**TASK REQUIREMENTS:** Reproduce each of the following records line for line, with no changes.

(begin)

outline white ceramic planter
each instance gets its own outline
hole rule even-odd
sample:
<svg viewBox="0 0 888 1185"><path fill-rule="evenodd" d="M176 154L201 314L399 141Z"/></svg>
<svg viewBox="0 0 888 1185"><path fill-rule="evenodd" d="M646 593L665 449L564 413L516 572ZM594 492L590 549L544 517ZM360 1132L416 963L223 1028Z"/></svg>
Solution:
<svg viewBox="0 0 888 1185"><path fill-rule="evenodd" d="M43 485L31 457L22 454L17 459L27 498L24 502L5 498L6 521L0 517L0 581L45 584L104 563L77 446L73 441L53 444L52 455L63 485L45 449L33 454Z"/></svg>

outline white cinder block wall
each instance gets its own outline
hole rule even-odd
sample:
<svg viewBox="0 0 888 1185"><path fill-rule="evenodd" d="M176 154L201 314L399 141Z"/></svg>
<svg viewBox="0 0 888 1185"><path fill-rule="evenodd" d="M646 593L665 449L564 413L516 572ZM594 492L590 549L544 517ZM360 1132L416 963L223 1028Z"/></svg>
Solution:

(end)

**FINAL RESULT:**
outline white ceramic planter
each instance gets its own outline
hole rule even-odd
sample:
<svg viewBox="0 0 888 1185"><path fill-rule="evenodd" d="M176 154L201 314L399 141Z"/></svg>
<svg viewBox="0 0 888 1185"><path fill-rule="evenodd" d="M646 593L665 449L564 413L516 572ZM594 492L590 549L544 517ZM360 1132L416 963L223 1028Z"/></svg>
Solution:
<svg viewBox="0 0 888 1185"><path fill-rule="evenodd" d="M43 485L31 457L22 454L17 459L27 498L24 502L5 498L6 521L0 517L0 581L45 584L104 563L77 446L73 441L53 444L52 455L63 485L45 449L33 454Z"/></svg>

outline white cinder block wall
each instance gets its own outline
hole rule even-odd
sample:
<svg viewBox="0 0 888 1185"><path fill-rule="evenodd" d="M176 154L201 314L399 141Z"/></svg>
<svg viewBox="0 0 888 1185"><path fill-rule="evenodd" d="M646 593L665 449L564 413L516 572ZM594 492L590 549L544 517ZM360 1132L416 963L223 1028Z"/></svg>
Solution:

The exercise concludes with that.